Gather every line below where "truck" appears.

■ **Exercise data**:

____

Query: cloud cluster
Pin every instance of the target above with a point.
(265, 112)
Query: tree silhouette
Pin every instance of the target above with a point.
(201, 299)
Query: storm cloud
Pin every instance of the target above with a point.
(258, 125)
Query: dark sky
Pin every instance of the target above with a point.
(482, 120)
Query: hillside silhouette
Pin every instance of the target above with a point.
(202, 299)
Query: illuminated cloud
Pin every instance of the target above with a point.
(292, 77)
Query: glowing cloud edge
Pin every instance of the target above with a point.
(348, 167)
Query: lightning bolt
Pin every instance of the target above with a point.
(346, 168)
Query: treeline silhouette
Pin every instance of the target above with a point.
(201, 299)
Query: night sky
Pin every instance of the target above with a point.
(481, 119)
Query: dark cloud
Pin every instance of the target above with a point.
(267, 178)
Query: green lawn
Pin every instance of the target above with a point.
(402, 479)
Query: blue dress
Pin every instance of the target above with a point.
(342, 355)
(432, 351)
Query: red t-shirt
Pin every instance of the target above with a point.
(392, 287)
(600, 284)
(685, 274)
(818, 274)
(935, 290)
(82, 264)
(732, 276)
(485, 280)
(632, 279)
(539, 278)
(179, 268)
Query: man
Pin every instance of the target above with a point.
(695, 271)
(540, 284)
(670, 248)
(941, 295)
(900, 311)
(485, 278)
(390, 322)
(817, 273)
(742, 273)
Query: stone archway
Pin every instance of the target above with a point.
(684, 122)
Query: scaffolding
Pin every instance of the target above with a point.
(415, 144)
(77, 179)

____

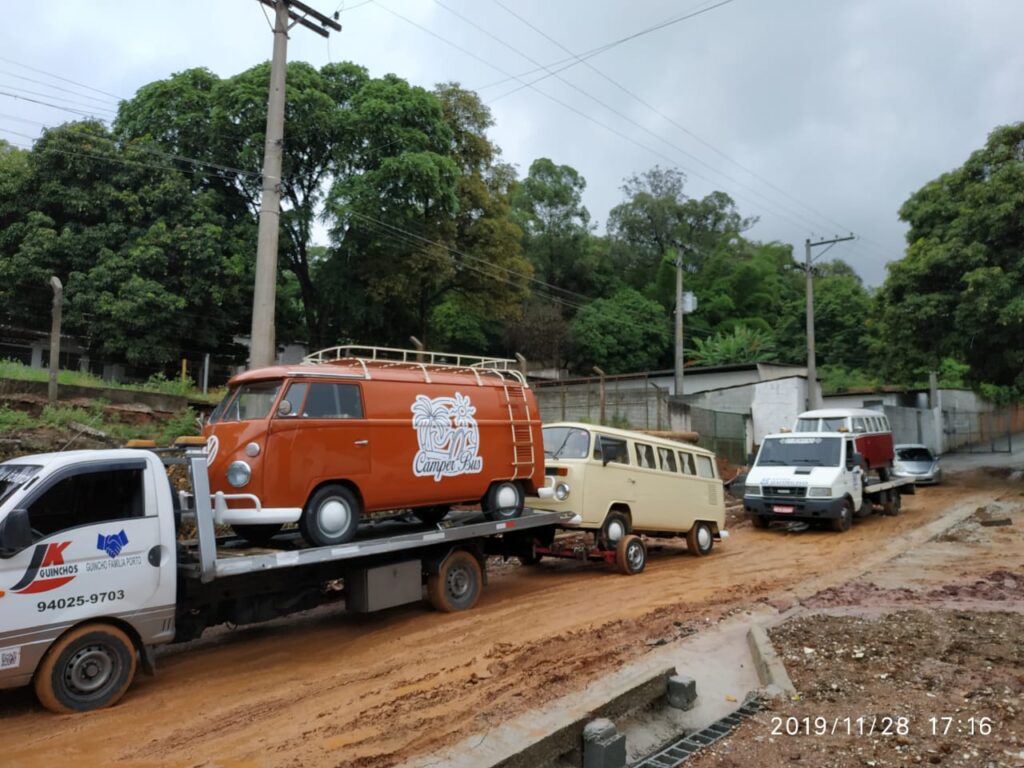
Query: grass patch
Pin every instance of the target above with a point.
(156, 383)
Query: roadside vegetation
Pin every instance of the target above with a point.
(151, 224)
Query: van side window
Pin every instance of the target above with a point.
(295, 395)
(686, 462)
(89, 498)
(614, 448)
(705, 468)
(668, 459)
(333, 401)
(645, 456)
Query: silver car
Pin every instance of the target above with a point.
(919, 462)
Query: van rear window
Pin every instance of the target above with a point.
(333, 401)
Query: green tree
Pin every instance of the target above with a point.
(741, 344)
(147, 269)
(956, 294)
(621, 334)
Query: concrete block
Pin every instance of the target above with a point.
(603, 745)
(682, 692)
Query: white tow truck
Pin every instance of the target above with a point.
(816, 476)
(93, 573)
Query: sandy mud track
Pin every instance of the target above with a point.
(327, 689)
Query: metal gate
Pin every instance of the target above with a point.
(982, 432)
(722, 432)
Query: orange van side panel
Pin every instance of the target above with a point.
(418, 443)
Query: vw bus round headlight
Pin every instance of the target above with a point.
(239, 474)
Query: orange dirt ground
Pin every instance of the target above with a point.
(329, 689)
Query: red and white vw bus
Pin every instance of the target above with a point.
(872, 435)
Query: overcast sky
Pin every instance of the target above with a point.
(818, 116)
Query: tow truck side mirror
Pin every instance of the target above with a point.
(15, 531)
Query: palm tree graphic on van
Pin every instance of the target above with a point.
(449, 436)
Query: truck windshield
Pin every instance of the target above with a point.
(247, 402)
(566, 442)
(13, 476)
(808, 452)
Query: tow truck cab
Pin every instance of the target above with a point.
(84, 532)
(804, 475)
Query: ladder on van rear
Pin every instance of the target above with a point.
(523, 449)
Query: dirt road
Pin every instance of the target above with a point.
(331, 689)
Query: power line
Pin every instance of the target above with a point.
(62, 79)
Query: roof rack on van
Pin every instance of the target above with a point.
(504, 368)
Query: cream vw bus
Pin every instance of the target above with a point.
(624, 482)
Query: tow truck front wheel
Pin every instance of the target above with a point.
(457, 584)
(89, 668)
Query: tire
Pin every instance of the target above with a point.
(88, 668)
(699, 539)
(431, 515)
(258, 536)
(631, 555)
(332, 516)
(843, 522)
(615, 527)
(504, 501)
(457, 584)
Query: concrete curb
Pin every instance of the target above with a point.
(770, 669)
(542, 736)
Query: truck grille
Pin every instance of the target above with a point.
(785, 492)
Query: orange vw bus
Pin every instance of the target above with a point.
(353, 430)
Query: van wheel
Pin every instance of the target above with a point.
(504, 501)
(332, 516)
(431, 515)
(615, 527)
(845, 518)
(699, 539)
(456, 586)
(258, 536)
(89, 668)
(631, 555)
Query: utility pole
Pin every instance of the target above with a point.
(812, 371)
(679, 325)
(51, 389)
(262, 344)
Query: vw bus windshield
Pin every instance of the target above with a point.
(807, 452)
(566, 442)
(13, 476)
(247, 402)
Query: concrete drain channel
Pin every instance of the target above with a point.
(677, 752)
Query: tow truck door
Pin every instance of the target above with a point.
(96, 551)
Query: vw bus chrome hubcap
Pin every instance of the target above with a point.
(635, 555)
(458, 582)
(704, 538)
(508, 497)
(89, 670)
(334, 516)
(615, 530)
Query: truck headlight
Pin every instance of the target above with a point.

____

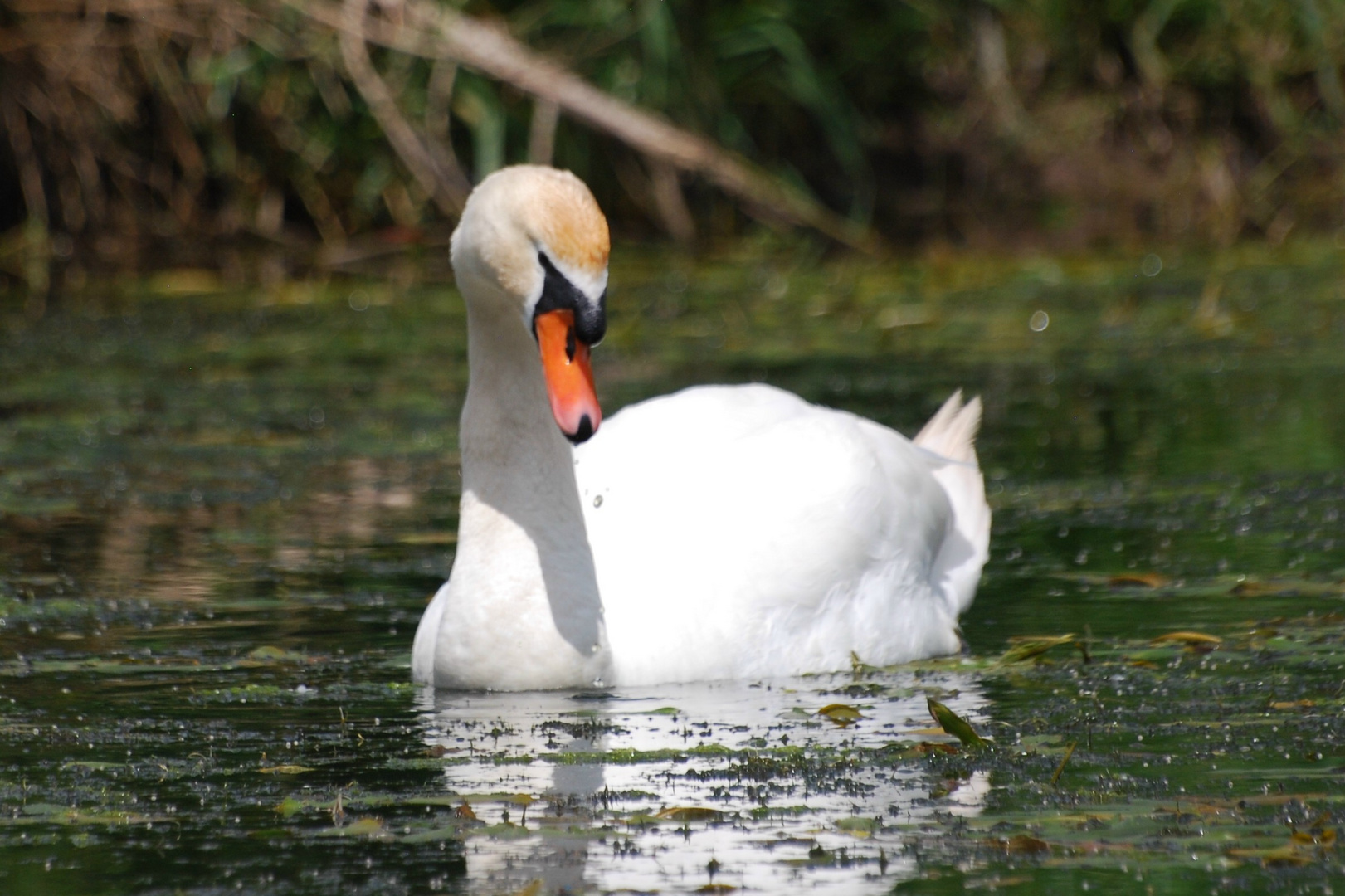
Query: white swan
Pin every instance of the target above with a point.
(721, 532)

____

■ **Reply**:
Query: white tow truck
Query: tow truck side mirror
Query: truck windshield
Query: tow truck cab
Query: tow truck front wheel
Query: truck grille
Query: tow truck door
Query: truck headlight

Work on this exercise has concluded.